- Available records:
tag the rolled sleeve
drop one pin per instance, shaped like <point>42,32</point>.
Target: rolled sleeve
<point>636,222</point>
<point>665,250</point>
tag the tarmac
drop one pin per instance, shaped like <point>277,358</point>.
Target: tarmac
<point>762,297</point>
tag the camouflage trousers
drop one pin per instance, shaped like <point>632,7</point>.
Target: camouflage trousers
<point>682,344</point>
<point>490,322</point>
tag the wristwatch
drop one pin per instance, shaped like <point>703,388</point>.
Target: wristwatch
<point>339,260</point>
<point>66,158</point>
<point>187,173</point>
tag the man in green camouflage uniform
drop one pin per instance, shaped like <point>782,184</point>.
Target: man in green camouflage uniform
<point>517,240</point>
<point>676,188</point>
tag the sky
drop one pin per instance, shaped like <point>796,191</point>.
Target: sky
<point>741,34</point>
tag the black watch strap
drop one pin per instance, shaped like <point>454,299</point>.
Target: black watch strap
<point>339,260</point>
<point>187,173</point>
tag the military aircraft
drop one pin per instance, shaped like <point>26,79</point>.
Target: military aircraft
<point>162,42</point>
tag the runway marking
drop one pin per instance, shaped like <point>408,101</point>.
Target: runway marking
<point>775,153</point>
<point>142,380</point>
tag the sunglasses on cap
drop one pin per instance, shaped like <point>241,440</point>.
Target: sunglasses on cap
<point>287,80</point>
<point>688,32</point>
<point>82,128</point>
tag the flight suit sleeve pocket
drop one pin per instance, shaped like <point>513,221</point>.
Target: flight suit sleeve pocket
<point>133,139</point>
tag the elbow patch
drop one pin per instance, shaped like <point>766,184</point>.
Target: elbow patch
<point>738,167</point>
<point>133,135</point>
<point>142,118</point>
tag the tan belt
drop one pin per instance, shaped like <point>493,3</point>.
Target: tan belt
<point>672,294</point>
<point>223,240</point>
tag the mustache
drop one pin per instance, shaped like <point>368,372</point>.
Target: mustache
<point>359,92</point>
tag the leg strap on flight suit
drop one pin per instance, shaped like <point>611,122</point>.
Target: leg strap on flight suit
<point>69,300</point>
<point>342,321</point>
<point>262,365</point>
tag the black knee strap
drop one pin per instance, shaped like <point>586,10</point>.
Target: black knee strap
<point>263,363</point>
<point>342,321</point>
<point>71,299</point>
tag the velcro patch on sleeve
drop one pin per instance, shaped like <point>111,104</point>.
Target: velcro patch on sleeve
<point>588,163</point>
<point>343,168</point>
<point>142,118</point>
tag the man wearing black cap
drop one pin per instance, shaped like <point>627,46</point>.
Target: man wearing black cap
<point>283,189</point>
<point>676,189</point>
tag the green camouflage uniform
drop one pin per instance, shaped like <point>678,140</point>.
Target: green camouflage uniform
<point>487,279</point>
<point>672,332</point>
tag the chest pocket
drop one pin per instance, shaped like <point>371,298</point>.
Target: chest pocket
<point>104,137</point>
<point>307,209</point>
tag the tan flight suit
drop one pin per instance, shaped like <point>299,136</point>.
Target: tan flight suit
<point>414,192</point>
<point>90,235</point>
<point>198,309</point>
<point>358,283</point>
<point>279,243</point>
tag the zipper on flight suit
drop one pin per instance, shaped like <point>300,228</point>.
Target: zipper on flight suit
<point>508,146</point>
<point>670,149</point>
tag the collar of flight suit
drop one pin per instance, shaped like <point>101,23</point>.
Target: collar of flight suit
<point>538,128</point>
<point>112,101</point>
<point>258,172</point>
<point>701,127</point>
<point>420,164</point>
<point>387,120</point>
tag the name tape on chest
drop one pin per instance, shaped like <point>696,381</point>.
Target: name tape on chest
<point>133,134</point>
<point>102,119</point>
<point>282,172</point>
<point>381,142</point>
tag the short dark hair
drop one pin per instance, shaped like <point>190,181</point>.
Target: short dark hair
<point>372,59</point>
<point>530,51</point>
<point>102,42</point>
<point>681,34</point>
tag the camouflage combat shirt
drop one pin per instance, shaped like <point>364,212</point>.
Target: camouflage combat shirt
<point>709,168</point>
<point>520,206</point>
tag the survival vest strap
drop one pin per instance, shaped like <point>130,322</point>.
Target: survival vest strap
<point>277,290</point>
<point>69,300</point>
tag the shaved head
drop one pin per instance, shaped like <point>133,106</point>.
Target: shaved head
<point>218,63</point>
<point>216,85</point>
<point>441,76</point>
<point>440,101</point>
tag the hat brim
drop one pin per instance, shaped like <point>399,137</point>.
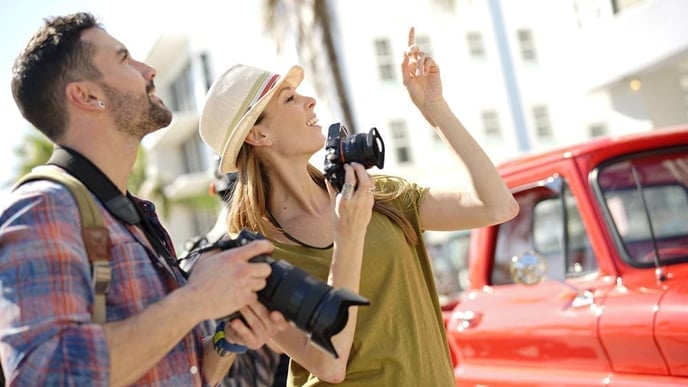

- Work required: In the entries above, the lines from the one bearing "tag the green camouflage uniform" up to and including the one bearing "tag the name tape on chest" should be transcribed exactly; no other line is wanted.

- The completed task:
tag the green camouflage uniform
drop one pin per instance, shaped like <point>678,140</point>.
Target: green camouflage uniform
<point>487,279</point>
<point>672,332</point>
tag the chest pocket
drop one pin per instance, shaped like <point>371,298</point>.
Target: chest pocket
<point>104,137</point>
<point>307,209</point>
tag the tan flight suit
drop one pin per instance, shaped like <point>299,136</point>.
Target: tan flight suit
<point>414,192</point>
<point>90,235</point>
<point>198,309</point>
<point>358,283</point>
<point>279,243</point>
tag the zipper on flight suit
drop one pin per instance, shaped like <point>300,228</point>.
Target: zipper on flight suit
<point>508,146</point>
<point>670,149</point>
tag the collar of flight suit
drop one pin per instance, shaped like <point>101,23</point>.
Target: collar of flight suit
<point>538,128</point>
<point>112,101</point>
<point>258,172</point>
<point>701,127</point>
<point>420,164</point>
<point>387,120</point>
tag the name tape on chest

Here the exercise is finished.